### Aim
Reproduce the data below word for word, every line from first to last.

#####

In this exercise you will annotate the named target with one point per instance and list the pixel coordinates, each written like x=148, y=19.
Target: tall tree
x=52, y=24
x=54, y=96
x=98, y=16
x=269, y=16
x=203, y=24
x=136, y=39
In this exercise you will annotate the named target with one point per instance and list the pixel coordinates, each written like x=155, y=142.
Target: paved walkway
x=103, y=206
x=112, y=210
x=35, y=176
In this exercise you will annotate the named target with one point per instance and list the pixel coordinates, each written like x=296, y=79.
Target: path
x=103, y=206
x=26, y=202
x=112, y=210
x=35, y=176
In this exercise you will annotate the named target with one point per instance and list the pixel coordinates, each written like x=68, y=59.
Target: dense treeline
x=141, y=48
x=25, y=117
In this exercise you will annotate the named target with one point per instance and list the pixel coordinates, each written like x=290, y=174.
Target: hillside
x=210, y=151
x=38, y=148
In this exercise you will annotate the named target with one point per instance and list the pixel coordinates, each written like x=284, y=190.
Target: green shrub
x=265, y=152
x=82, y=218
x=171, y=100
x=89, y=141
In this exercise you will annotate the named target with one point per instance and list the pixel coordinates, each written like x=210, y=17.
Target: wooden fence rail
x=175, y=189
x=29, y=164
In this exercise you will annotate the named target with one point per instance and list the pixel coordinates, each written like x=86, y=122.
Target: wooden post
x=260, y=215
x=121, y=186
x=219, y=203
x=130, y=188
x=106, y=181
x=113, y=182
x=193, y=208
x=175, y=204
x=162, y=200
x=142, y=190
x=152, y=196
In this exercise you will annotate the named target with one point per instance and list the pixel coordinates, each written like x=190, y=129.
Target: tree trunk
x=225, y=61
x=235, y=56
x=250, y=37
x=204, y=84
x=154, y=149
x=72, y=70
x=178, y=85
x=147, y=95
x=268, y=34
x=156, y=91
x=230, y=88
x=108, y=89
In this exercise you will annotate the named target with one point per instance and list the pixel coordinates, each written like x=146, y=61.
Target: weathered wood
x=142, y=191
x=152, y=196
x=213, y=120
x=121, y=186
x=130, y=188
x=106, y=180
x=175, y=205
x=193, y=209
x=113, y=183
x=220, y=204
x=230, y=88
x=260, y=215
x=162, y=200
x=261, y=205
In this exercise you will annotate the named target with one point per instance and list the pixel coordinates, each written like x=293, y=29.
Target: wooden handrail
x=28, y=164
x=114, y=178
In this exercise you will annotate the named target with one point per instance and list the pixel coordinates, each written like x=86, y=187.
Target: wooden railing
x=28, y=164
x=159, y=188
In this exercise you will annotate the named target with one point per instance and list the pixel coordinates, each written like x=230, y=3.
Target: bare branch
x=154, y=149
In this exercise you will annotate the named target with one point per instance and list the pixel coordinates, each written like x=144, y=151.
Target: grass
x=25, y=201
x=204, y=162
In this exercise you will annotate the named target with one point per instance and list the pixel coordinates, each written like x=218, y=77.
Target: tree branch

#####

### Correct response
In this exercise you will annotate the named target with one point per instance and list the pixel coordinates, each written like x=148, y=19.
Target: tall tree
x=52, y=24
x=54, y=96
x=98, y=16
x=269, y=16
x=203, y=24
x=136, y=39
In this exercise you will annotate the named target with one point per instance and list the pixel coordinates, each written like x=155, y=142.
Target: paved walkway
x=103, y=206
x=112, y=210
x=35, y=176
In this exercise you will annotate the named target with one point per instance and list the pixel coordinates, each written like x=296, y=79.
Target: path
x=103, y=206
x=26, y=202
x=112, y=210
x=35, y=176
In this exercise you will annotate the named target with one point per instance and list the pixel coordinates, each written like x=68, y=59.
Target: dense treeline
x=141, y=48
x=25, y=117
In this exercise you will annotate the named target with one point per instance and list the pixel coordinates, each written like x=290, y=174.
Target: hillside
x=210, y=151
x=38, y=148
In this exercise you will annotate the named target with one point per instance and list the pixel coordinates, each written like x=284, y=190.
Target: green shrub
x=265, y=152
x=82, y=218
x=171, y=100
x=89, y=141
In this exercise you will annotate the named target with one point per instance and list the pixel coordinates, each written like x=210, y=17.
Target: wooden fence rail
x=175, y=189
x=29, y=164
In this exercise you will annotate the named target with one point per instance and list the pixel coordinates, each written like x=86, y=122.
Target: wooden post
x=260, y=215
x=121, y=186
x=219, y=203
x=130, y=188
x=106, y=181
x=113, y=182
x=193, y=208
x=175, y=204
x=162, y=200
x=142, y=190
x=152, y=196
In this exercise you will annotate the named target with one point per instance and list the pixel coordinates, each written like x=190, y=129.
Target: tree trunk
x=225, y=61
x=235, y=56
x=250, y=37
x=204, y=84
x=154, y=149
x=72, y=70
x=178, y=85
x=147, y=95
x=268, y=34
x=156, y=91
x=230, y=88
x=108, y=89
In this exercise you will annotate the named target with one point per instance and list the pixel coordinates, each written like x=146, y=61.
Target: weathered wood
x=142, y=191
x=152, y=196
x=213, y=120
x=121, y=186
x=130, y=188
x=106, y=180
x=175, y=205
x=193, y=209
x=113, y=183
x=220, y=204
x=230, y=88
x=260, y=215
x=162, y=200
x=261, y=205
In this exercise you will annotate the named target with one point per instance and list the pixel coordinates, each written like x=293, y=29.
Target: wooden handrail
x=28, y=164
x=114, y=178
In this exercise you will annotate the named target with one point per instance and list the pixel coordinates, each written like x=86, y=187.
Target: wooden railing
x=28, y=164
x=159, y=188
In this exercise you will annotate the named target with one point per instance and list the pixel coordinates, each written like x=230, y=3.
Target: bare branch
x=154, y=149
In this exercise you will annotate the named target with one point per instance and list the pixel coordinates, each written like x=144, y=151.
Target: grass
x=25, y=201
x=204, y=162
In this exercise you will annotate the named target with one point per instance and list the pixel coordinates, each written like x=218, y=77.
Target: tree branch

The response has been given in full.